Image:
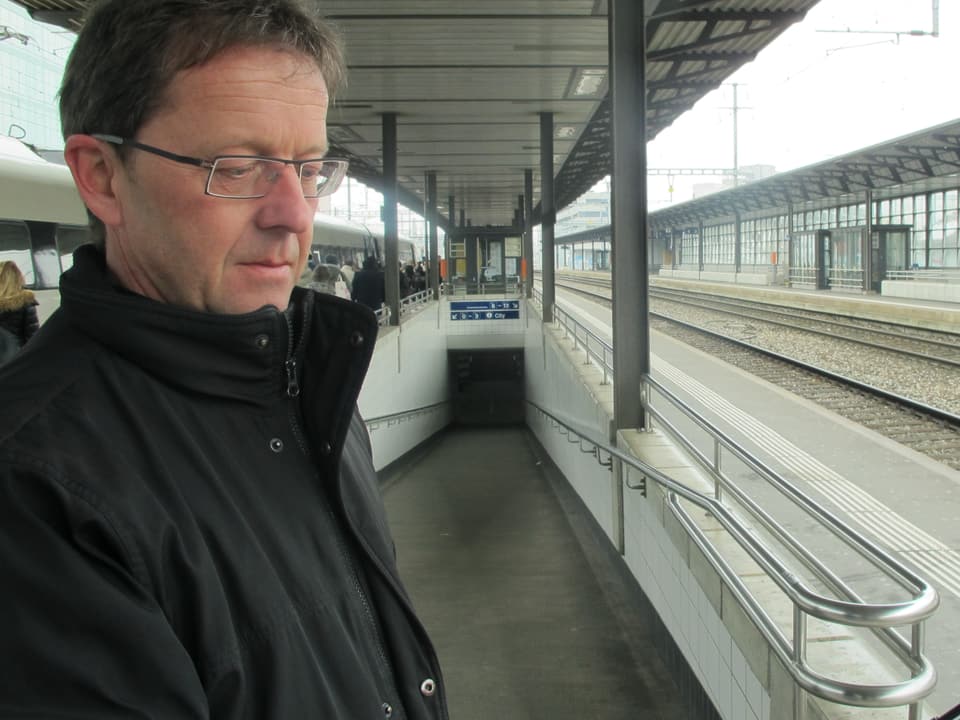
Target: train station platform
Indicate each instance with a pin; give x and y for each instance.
(555, 587)
(533, 614)
(483, 423)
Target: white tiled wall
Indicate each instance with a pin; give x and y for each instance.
(689, 615)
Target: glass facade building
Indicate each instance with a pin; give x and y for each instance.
(32, 58)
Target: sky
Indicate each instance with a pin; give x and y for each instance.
(812, 94)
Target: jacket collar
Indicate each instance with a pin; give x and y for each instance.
(243, 357)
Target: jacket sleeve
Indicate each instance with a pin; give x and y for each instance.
(79, 635)
(31, 322)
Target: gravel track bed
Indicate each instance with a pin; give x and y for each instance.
(931, 383)
(934, 438)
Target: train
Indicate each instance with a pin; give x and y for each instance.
(42, 221)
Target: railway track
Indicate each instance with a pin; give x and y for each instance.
(849, 375)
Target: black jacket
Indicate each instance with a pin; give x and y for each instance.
(190, 524)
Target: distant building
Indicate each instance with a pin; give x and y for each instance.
(748, 174)
(590, 210)
(32, 58)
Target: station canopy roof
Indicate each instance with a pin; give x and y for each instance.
(922, 161)
(469, 79)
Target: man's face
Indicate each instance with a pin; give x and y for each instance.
(178, 245)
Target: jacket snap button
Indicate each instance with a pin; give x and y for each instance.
(428, 687)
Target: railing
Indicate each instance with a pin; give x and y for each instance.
(926, 275)
(511, 286)
(841, 279)
(415, 301)
(847, 608)
(597, 350)
(408, 304)
(806, 276)
(397, 418)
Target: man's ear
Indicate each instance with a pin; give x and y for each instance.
(95, 166)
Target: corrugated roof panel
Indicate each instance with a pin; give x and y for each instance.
(454, 70)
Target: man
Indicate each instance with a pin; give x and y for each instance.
(190, 525)
(368, 284)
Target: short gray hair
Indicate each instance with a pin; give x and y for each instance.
(128, 52)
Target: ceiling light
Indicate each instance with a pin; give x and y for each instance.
(587, 82)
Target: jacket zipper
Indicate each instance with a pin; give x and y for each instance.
(293, 392)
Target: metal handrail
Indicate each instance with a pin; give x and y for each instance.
(572, 327)
(414, 299)
(850, 610)
(398, 417)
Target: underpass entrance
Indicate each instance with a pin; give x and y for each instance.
(486, 386)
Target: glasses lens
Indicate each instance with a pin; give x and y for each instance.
(252, 177)
(321, 177)
(243, 176)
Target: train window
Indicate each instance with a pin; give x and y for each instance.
(15, 245)
(69, 238)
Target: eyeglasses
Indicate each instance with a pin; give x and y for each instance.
(251, 176)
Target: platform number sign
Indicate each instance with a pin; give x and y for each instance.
(485, 310)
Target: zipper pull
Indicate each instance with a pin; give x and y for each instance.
(293, 385)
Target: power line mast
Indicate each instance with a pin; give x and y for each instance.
(736, 135)
(933, 32)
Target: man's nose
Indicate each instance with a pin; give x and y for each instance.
(286, 204)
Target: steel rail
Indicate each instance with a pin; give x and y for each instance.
(849, 609)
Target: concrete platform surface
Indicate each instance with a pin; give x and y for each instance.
(532, 612)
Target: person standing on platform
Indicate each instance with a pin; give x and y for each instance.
(348, 272)
(368, 285)
(190, 521)
(18, 311)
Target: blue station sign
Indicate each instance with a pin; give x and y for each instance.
(485, 310)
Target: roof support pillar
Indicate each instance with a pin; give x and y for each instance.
(737, 244)
(391, 245)
(433, 277)
(451, 234)
(548, 214)
(631, 346)
(528, 229)
(867, 250)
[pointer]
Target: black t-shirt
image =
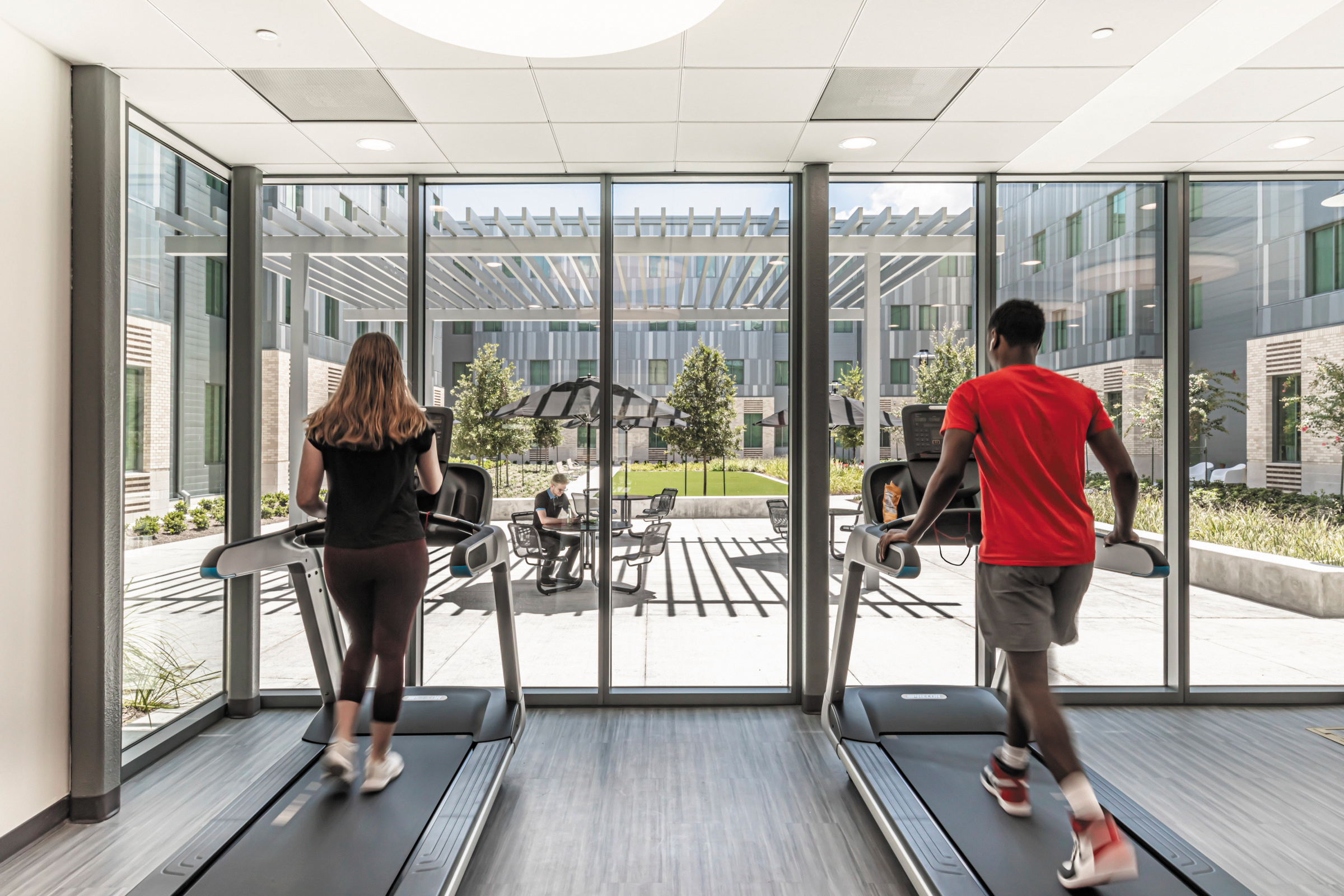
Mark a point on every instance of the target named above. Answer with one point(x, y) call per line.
point(549, 503)
point(370, 494)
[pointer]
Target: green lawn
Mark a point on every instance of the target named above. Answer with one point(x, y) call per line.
point(693, 483)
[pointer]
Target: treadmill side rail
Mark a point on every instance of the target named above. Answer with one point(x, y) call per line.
point(925, 852)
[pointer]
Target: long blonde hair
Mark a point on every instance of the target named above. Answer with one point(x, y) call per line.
point(373, 406)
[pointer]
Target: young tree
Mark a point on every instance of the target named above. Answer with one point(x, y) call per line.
point(704, 391)
point(952, 363)
point(488, 386)
point(1322, 410)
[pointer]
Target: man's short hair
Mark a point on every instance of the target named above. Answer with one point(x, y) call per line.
point(1019, 321)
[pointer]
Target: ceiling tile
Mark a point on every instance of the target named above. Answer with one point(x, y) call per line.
point(109, 32)
point(254, 144)
point(496, 143)
point(1027, 95)
point(664, 54)
point(1175, 143)
point(338, 140)
point(1315, 45)
point(1254, 147)
point(1060, 32)
point(820, 140)
point(195, 95)
point(468, 95)
point(750, 95)
point(937, 32)
point(609, 95)
point(764, 34)
point(393, 45)
point(1257, 95)
point(703, 142)
point(616, 143)
point(311, 32)
point(978, 140)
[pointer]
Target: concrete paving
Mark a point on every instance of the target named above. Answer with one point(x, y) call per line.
point(714, 613)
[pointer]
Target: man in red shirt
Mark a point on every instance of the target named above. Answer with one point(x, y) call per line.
point(1027, 426)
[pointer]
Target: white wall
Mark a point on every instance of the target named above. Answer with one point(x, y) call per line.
point(35, 442)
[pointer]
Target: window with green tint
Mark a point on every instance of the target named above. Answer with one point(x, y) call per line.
point(133, 419)
point(214, 435)
point(1116, 216)
point(1117, 315)
point(752, 435)
point(1288, 436)
point(214, 287)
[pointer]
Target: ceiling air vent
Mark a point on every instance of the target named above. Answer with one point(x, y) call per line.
point(886, 95)
point(328, 95)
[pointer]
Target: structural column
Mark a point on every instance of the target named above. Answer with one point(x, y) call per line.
point(96, 470)
point(810, 435)
point(242, 594)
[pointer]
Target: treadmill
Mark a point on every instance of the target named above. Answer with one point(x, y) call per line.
point(914, 753)
point(295, 830)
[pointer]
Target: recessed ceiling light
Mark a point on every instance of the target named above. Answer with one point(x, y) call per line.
point(548, 30)
point(1291, 143)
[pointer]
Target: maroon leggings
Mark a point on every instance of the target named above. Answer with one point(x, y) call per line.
point(377, 590)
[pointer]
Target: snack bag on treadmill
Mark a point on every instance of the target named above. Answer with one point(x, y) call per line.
point(890, 503)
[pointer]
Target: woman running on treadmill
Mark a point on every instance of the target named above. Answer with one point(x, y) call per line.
point(1029, 426)
point(367, 440)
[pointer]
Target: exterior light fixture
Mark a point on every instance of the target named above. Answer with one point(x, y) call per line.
point(858, 143)
point(546, 29)
point(1291, 143)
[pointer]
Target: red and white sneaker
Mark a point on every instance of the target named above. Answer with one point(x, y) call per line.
point(1009, 785)
point(1101, 855)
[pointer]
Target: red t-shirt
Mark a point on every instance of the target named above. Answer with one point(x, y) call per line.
point(1032, 426)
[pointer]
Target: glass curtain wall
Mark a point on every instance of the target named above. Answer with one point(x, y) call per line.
point(335, 268)
point(174, 433)
point(1090, 254)
point(894, 301)
point(511, 304)
point(1267, 343)
point(702, 304)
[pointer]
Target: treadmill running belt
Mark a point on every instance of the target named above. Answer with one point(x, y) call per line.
point(321, 837)
point(1012, 856)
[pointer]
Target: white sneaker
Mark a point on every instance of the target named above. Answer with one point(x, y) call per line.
point(1101, 855)
point(380, 774)
point(339, 759)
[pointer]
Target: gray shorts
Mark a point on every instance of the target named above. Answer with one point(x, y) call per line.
point(1029, 608)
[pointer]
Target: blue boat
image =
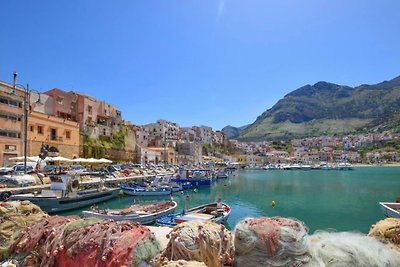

_WORK INSTRUCTION_
Taking the line with "Target: station canopy roof" as the first and the line with "Target: jacket zipper" as the last, retype that stretch of the data above exactly, with no other lines.

_EXERCISE OUTPUT_
Target: station canopy roof
Indicate each instance with a pin; give x and y for each instance.
(922, 161)
(469, 79)
Target: man's face
Indicate each instance with a pin; give x and y for each instance.
(178, 245)
Target: jacket snap button
Indicate each instance with a pin; give x and y for each instance.
(428, 687)
Target: railing
Indicate each instance with a pin; give x and y for each instance.
(926, 275)
(511, 286)
(841, 279)
(415, 301)
(847, 608)
(597, 350)
(408, 304)
(806, 276)
(397, 418)
Target: man's ear
Indicate each instance with a pin; give x and y for each instance.
(95, 166)
Target: corrugated roof panel
Indicate each instance with a pin; give x and y for each instance.
(454, 70)
Target: man
Indicate each instance with a pin; give x and y for each instance.
(190, 525)
(368, 284)
Target: short gray hair
Indicate each instance with a pin; give x and y for each instance.
(128, 52)
Target: ceiling light
Indicate each instance with a pin; give x and y for each instance.
(587, 82)
Target: jacket zipper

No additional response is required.